- **THE PROBLEM**
Locate every line in the records below that contains the word "lawn", and copy each of those lines.

[Image outline annotation entries]
--*--
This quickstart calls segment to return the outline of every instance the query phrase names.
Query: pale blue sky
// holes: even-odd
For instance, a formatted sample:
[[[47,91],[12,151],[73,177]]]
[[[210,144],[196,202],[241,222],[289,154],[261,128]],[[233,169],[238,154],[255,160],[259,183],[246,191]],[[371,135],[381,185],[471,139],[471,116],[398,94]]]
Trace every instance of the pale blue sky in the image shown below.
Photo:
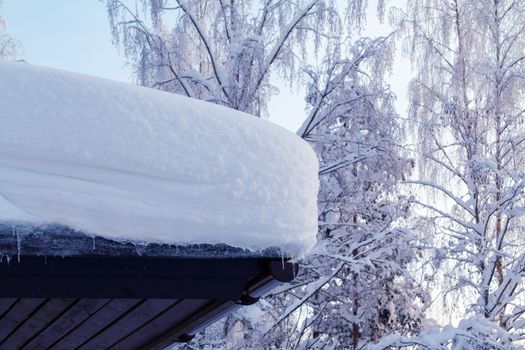
[[[103,78],[131,81],[125,59],[111,44],[105,2],[99,0],[4,0],[1,9],[8,32],[18,39],[23,50],[20,58],[47,67]],[[370,36],[385,34],[388,28],[370,16]],[[405,67],[405,64],[398,67]],[[399,96],[398,112],[406,109],[404,99],[409,74],[397,71],[391,79]],[[296,131],[305,119],[304,90],[292,93],[275,82],[280,93],[270,101],[270,120]]]

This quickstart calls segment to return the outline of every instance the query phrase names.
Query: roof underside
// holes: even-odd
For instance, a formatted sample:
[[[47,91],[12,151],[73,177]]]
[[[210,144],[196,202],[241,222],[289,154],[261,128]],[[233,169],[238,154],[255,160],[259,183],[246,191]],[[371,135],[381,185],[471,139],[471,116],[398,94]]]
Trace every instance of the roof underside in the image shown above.
[[[184,253],[96,238],[93,250],[91,237],[56,233],[0,230],[1,349],[162,349],[297,273],[281,258],[227,246]],[[72,254],[50,254],[64,242]]]

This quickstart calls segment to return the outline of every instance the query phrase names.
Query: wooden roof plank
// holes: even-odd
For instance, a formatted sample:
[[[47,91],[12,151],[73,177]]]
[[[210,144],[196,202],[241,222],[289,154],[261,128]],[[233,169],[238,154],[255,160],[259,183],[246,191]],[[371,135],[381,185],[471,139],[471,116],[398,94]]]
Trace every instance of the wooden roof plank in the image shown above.
[[[52,345],[53,349],[76,349],[124,313],[141,303],[142,299],[112,299]]]
[[[31,317],[16,329],[3,343],[6,349],[21,349],[24,344],[38,335],[47,325],[59,317],[74,299],[48,299]]]
[[[24,350],[47,349],[58,339],[69,334],[80,323],[95,314],[111,299],[78,299],[36,337],[24,346]]]
[[[21,327],[46,301],[43,298],[19,299],[0,319],[0,348],[2,343]]]
[[[177,302],[175,299],[149,299],[132,309],[121,318],[108,325],[104,330],[89,339],[79,349],[107,349],[122,338],[133,333],[144,323],[158,316]]]
[[[146,322],[135,332],[111,346],[111,350],[143,349],[158,336],[173,330],[188,317],[210,303],[203,299],[185,299],[164,310],[157,317]]]

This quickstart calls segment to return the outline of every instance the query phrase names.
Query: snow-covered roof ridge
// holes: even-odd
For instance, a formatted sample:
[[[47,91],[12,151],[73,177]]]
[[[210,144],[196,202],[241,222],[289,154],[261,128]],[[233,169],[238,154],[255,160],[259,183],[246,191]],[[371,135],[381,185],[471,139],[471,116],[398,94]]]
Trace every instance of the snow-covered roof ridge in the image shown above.
[[[211,103],[0,61],[0,220],[108,238],[281,247],[317,232],[317,160]]]

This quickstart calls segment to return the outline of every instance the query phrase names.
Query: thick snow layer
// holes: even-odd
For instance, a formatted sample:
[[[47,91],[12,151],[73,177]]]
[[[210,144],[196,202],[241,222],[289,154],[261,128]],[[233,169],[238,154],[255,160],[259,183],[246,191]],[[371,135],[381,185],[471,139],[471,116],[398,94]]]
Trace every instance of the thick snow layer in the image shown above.
[[[0,220],[113,239],[301,255],[317,232],[308,144],[228,108],[0,61]]]

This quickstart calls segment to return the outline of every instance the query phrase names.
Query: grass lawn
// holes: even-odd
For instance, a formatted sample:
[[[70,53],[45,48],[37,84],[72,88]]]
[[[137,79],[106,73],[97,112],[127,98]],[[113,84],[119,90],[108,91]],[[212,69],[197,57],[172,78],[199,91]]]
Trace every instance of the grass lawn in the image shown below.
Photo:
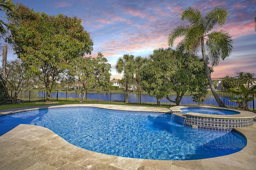
[[[0,110],[4,110],[5,109],[10,109],[20,107],[29,107],[37,106],[47,106],[47,105],[60,105],[62,104],[116,104],[118,105],[126,105],[126,106],[148,106],[148,107],[165,107],[170,108],[173,106],[157,106],[151,105],[142,105],[142,104],[134,104],[124,103],[103,103],[103,102],[86,102],[80,103],[79,102],[72,102],[72,101],[51,101],[50,103],[42,102],[35,102],[31,103],[21,103],[16,104],[10,104],[0,105]]]

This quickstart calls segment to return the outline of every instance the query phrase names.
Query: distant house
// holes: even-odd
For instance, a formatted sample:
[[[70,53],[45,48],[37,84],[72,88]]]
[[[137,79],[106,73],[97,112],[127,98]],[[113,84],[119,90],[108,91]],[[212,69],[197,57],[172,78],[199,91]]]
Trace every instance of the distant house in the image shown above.
[[[71,84],[66,84],[65,88],[68,89],[81,90],[83,87],[83,84],[80,82],[75,81]]]
[[[121,88],[122,84],[120,84],[118,81],[117,80],[110,80],[110,82],[112,84],[112,86],[118,87],[119,88]]]
[[[216,90],[221,90],[223,89],[223,87],[222,86],[222,84],[221,82],[222,80],[222,78],[212,78],[212,80],[213,81],[215,81],[215,82],[217,84],[217,88],[216,88]],[[252,83],[250,83],[249,84],[249,87],[247,87],[248,84],[244,84],[245,86],[247,88],[248,88],[249,89],[252,88],[253,86],[254,86],[255,85],[256,85],[256,78],[253,78],[252,80]],[[208,90],[210,90],[210,86],[208,86]]]

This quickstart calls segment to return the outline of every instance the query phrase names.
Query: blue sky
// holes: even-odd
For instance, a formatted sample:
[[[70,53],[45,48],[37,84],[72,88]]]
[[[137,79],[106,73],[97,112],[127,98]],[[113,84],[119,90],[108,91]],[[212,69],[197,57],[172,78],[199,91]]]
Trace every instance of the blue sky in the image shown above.
[[[180,13],[188,6],[201,10],[204,15],[216,6],[223,5],[229,14],[223,26],[217,28],[230,34],[234,48],[228,58],[220,61],[214,67],[212,77],[235,76],[242,71],[256,74],[255,0],[13,1],[22,3],[35,12],[55,16],[63,14],[81,18],[83,26],[90,33],[94,42],[91,55],[95,56],[100,52],[107,58],[112,66],[111,79],[122,78],[122,74],[116,72],[115,66],[118,58],[124,54],[146,57],[154,49],[168,47],[170,31],[176,26],[186,23],[181,21]],[[0,51],[2,49],[0,48]],[[200,54],[198,55],[201,57]],[[13,56],[8,46],[8,59],[11,60]]]

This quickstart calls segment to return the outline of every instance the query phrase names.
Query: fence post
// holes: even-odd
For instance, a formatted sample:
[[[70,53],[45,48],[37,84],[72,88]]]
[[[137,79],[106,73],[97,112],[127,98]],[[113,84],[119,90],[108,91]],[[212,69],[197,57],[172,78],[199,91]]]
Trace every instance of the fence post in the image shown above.
[[[225,105],[225,93],[224,90],[223,90],[223,104]]]

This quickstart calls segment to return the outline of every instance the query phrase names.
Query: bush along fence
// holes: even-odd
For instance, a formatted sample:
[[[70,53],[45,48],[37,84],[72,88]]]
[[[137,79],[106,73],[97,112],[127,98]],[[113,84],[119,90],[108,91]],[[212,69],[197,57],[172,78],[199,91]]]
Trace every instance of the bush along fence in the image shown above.
[[[234,97],[235,95],[231,93],[226,92],[224,91],[218,91],[217,93],[220,99],[226,106],[230,108],[236,108],[237,104],[235,102],[229,102],[231,99],[230,96]],[[12,90],[10,90],[11,95],[14,94]],[[52,91],[50,95],[51,100],[64,100],[79,101],[79,90],[56,90]],[[46,98],[46,92],[45,90],[22,90],[18,94],[17,102],[45,102]],[[129,91],[127,95],[125,90],[87,90],[85,93],[84,102],[100,102],[112,103],[129,103],[142,104],[144,105],[156,105],[157,100],[151,97],[146,92],[143,91]],[[175,92],[171,94],[170,99],[175,100],[176,94]],[[84,97],[82,93],[81,98]],[[254,109],[255,100],[254,100],[248,103],[248,108]],[[161,105],[170,106],[175,105],[166,98],[163,98],[160,101]],[[186,106],[218,106],[211,91],[209,91],[202,103],[198,103],[193,102],[192,96],[183,96],[180,105]]]

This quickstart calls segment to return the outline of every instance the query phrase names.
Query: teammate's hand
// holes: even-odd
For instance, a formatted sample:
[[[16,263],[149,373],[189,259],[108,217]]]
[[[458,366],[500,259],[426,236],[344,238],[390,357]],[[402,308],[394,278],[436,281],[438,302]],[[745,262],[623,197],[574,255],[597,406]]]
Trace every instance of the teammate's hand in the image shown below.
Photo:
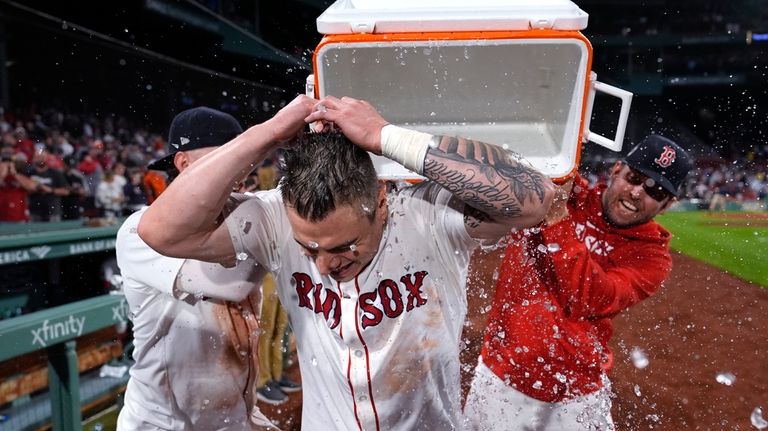
[[[544,223],[552,226],[568,217],[568,198],[573,190],[573,178],[565,183],[555,187],[555,198],[552,200],[552,206],[549,207]]]
[[[300,95],[285,105],[274,117],[266,121],[275,142],[285,142],[306,127],[304,119],[312,112],[316,99]]]
[[[318,121],[315,131],[322,132],[329,123],[335,124],[355,145],[374,154],[381,154],[381,128],[387,121],[365,100],[333,96],[318,102],[305,121]]]

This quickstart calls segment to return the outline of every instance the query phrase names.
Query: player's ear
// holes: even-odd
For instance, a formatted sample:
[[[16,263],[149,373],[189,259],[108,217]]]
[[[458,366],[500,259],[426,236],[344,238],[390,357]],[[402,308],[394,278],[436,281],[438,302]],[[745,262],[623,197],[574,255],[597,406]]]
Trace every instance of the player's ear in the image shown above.
[[[670,196],[669,199],[667,199],[667,201],[664,202],[661,208],[659,208],[659,211],[656,212],[656,215],[664,214],[665,212],[667,212],[667,209],[669,209],[669,207],[671,207],[672,204],[675,202],[677,202],[677,198],[674,196]]]
[[[613,164],[613,167],[611,168],[611,178],[616,178],[617,175],[619,175],[619,172],[621,172],[621,168],[624,167],[624,162],[621,160],[617,161]]]
[[[184,151],[179,151],[173,156],[173,165],[176,166],[176,170],[181,172],[189,166],[189,157]]]

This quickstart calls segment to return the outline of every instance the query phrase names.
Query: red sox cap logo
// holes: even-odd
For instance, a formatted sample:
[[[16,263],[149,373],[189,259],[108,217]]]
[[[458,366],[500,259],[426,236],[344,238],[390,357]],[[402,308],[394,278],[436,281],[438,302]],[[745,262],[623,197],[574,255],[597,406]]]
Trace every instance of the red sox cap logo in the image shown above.
[[[668,168],[675,161],[675,149],[667,145],[664,146],[664,152],[661,153],[659,158],[653,159],[657,165],[662,168]]]

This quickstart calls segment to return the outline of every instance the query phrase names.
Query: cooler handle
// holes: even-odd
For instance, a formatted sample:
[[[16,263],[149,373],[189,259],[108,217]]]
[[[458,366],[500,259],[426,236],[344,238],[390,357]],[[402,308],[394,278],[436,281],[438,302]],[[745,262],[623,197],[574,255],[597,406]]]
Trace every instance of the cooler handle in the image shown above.
[[[584,118],[584,141],[592,141],[598,145],[602,145],[605,148],[613,151],[621,151],[621,147],[624,144],[624,133],[627,131],[627,120],[629,119],[629,107],[632,104],[632,93],[621,88],[608,85],[604,82],[597,81],[597,74],[592,72],[590,74],[589,96],[587,98],[587,112],[586,118]],[[592,107],[595,103],[595,93],[602,92],[621,99],[621,111],[619,112],[619,123],[616,125],[616,136],[613,140],[606,138],[589,130],[589,122],[592,119]]]
[[[304,84],[304,94],[307,96],[315,99],[315,74],[310,73],[309,76],[307,76],[307,81]]]

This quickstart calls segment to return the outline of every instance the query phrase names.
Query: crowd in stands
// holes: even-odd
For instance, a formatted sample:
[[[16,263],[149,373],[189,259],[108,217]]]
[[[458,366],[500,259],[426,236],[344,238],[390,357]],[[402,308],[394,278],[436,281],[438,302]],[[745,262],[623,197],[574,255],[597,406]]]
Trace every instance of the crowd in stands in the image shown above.
[[[0,133],[0,222],[120,217],[152,203],[167,185],[164,173],[146,167],[163,155],[163,136],[124,118],[4,112]],[[767,160],[768,145],[731,161],[699,163],[683,198],[763,202]],[[583,160],[582,171],[596,183],[611,162]]]
[[[581,171],[590,184],[608,180],[615,157],[582,160]],[[698,160],[688,175],[680,199],[697,202],[703,208],[724,210],[727,202],[764,203],[768,198],[768,145],[756,146],[730,160]],[[768,209],[768,206],[766,207]]]
[[[0,133],[0,222],[120,217],[166,185],[163,137],[124,118],[4,112]]]

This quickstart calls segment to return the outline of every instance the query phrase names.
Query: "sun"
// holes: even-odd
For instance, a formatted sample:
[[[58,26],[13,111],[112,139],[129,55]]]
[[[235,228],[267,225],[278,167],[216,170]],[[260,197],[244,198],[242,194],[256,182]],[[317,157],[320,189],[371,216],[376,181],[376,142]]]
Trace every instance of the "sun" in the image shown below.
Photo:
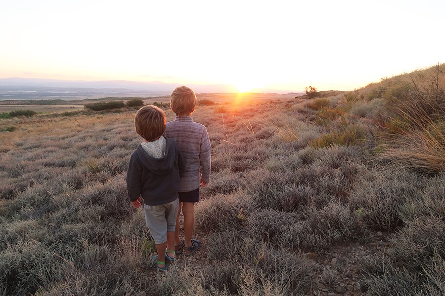
[[[256,83],[249,81],[233,83],[232,85],[238,90],[238,93],[250,92],[257,87]]]

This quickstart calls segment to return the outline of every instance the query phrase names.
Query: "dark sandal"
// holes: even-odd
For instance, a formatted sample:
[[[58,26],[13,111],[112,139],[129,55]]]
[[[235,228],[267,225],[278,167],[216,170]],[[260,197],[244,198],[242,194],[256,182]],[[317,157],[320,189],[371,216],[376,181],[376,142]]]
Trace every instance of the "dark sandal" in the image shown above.
[[[192,245],[190,247],[186,247],[185,248],[185,252],[184,252],[186,255],[191,255],[193,254],[195,251],[199,249],[201,246],[201,242],[196,239],[192,239]]]
[[[165,259],[170,262],[174,262],[175,257],[173,257],[173,258],[172,257],[170,257],[167,253],[176,254],[176,252],[172,250],[167,250],[166,251],[165,251]]]
[[[182,250],[184,249],[184,246],[185,245],[185,242],[183,239],[181,241],[180,244],[175,246],[175,253],[177,254],[180,254],[182,253]]]

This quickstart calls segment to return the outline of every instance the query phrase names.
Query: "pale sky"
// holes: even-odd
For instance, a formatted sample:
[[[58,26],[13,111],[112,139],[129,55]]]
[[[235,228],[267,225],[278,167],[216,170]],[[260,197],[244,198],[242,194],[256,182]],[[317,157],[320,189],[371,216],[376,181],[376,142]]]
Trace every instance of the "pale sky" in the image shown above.
[[[445,63],[444,0],[0,0],[0,78],[350,90]]]

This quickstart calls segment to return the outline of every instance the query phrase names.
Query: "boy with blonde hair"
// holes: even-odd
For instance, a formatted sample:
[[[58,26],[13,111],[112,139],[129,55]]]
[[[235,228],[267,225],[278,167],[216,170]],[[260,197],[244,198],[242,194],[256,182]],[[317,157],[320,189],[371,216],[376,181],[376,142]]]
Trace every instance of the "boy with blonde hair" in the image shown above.
[[[161,270],[168,267],[166,259],[175,260],[178,192],[185,171],[185,162],[176,145],[162,136],[166,121],[164,111],[156,106],[144,106],[137,111],[136,132],[144,141],[132,154],[127,173],[132,205],[137,209],[143,200],[145,222],[158,253],[154,265]]]
[[[172,139],[185,159],[185,173],[179,188],[179,210],[176,220],[175,251],[186,255],[193,254],[201,243],[193,238],[194,206],[199,201],[199,186],[210,180],[210,140],[206,127],[194,122],[191,114],[196,106],[196,95],[186,86],[178,86],[170,95],[170,108],[176,114],[175,120],[167,122],[164,134]],[[184,215],[184,239],[179,237],[179,219]]]

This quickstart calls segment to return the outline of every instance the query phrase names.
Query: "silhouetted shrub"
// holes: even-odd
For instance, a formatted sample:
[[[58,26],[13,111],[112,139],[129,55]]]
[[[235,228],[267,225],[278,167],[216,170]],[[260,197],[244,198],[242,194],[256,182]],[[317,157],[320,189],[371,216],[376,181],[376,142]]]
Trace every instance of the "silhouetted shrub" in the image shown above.
[[[85,104],[85,108],[93,111],[101,111],[102,110],[110,110],[125,107],[125,104],[120,101],[113,101],[103,103],[94,103]]]
[[[31,117],[35,114],[36,111],[32,110],[16,110],[9,112],[9,115],[11,115],[11,117],[16,117],[18,116]]]
[[[199,100],[198,101],[198,106],[211,106],[215,104],[215,103],[211,100]]]
[[[132,99],[126,103],[129,107],[141,107],[144,106],[144,101],[141,99]]]

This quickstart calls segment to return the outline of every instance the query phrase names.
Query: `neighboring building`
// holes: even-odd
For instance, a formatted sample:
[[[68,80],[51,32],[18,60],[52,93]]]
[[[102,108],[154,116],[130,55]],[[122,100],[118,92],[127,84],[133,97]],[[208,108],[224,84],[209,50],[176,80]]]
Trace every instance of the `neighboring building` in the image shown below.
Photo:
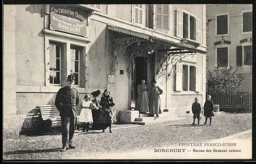
[[[207,70],[232,65],[252,91],[252,5],[206,5]]]
[[[5,131],[30,127],[27,115],[37,105],[53,105],[70,73],[80,100],[108,88],[117,111],[132,108],[142,78],[148,86],[156,78],[164,90],[162,108],[177,115],[190,110],[196,96],[202,104],[206,12],[206,5],[5,5]],[[191,53],[176,74],[176,63],[165,60]],[[167,64],[175,76],[159,75]]]

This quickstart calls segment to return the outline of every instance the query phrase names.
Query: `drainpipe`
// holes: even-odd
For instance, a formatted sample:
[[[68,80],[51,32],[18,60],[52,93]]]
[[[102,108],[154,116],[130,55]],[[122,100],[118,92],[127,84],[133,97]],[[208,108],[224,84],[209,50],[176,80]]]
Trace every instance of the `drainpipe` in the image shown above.
[[[164,45],[164,49],[166,49],[166,45]],[[165,107],[167,107],[167,80],[168,80],[167,77],[167,66],[168,66],[168,62],[167,61],[167,53],[165,53],[165,59],[166,59],[166,66],[165,67],[166,68],[166,74],[165,74]]]

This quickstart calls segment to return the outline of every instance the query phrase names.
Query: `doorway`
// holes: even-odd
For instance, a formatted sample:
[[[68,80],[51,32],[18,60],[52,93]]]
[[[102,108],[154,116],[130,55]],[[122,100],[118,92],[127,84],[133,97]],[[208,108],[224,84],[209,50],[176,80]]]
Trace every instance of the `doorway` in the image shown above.
[[[151,81],[154,77],[154,71],[152,71],[155,68],[152,57],[135,57],[133,63],[135,64],[134,71],[131,74],[131,108],[135,108],[135,103],[137,98],[138,94],[137,88],[138,85],[141,83],[142,79],[145,79],[145,84],[147,88],[150,87]]]

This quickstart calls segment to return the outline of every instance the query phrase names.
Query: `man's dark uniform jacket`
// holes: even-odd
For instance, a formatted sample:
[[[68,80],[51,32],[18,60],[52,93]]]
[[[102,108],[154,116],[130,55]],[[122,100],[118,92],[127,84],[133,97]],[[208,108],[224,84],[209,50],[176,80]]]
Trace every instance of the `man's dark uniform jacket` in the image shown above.
[[[57,93],[55,105],[59,111],[60,116],[70,117],[73,115],[74,118],[76,118],[78,102],[77,90],[74,88],[65,87],[61,88]]]

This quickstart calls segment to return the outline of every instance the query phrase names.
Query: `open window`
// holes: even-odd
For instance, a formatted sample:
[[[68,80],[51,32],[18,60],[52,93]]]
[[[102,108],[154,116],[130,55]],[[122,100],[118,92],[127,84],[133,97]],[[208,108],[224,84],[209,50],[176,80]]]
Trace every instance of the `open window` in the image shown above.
--*--
- **ANSWER TO THIS PROBLEM**
Query: grass lawn
Trace every instance of the grass lawn in the image shown below.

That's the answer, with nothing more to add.